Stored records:
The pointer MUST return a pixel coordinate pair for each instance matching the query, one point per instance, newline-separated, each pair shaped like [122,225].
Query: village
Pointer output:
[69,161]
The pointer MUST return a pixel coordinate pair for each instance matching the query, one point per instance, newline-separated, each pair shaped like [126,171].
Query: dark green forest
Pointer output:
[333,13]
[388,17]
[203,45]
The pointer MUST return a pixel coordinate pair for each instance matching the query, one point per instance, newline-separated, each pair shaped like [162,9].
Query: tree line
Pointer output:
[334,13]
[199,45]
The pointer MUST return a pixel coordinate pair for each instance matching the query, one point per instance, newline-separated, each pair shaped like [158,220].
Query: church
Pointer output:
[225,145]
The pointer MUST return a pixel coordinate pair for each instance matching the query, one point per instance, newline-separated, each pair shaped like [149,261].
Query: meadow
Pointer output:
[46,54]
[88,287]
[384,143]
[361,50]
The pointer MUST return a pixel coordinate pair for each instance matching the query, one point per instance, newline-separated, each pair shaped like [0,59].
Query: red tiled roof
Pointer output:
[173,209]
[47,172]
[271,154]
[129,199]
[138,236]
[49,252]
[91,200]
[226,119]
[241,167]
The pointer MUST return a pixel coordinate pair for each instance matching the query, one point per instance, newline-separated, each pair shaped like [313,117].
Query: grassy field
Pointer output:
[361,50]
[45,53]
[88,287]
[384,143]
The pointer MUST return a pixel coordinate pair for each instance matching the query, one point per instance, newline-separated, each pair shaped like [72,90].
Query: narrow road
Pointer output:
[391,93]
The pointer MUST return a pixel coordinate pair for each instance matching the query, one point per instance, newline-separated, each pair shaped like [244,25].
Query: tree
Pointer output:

# Task
Return all of the items above word for word, changing nothing.

# Answer to the problem
The pointer MUST return a pixel coordinate pair for each instance matching the query, one point per instance, newline-separated, each pair shaped like [122,225].
Query: village
Pointer output:
[69,161]
The pointer MUST return a pixel coordinate pair for each instance matching the query, one point per instance, newline-separated, each pair shaped like [126,171].
Query: dark green forest
Pointer output:
[333,13]
[388,17]
[203,45]
The pointer MUST return a pixel coordinate pair for each instance matching the query, one point per instance, newline-separated, each pair shaped like [162,9].
Query: tree line
Pointer output:
[334,13]
[199,45]
The pointer MUST return a pixel coordinate pair for each instance matching the query, one point per instance, newline-separated, each pair shaped like [158,220].
Query: church
Pointer output:
[225,145]
The pointer MUST return a pixel coordinate pair for each instance matching the query, one point per instance, newline-separated, each pair shaped like [149,261].
Query: meadow
Pointer output:
[46,54]
[88,287]
[384,143]
[361,50]
The pointer MUST return a pixel coordinate pair for each instance matching the query, one point per instance, newline-separated, each pair shaped like [0,59].
Query: red tiled roof
Pointer output:
[173,209]
[47,172]
[271,154]
[129,199]
[138,236]
[49,252]
[91,200]
[226,119]
[241,167]
The pointer MUST return a pixel coordinate pair for each instance matching the query, one point per instance, newline-separated, each pair shaped like [313,117].
Query: grassy field
Pointer output:
[361,50]
[45,53]
[88,287]
[384,143]
The pointer MUST return a pixel coordinate pair for each instance matching the query, one point per instance, newline-separated, each pair shaped like [72,90].
Query: narrow road
Pointer output:
[391,93]
The pointer MUST return a pixel coordinate pair for each instance matching the query, one point per instance, newline-separated, each pair shaped like [244,25].
Query: tree
Pointer output:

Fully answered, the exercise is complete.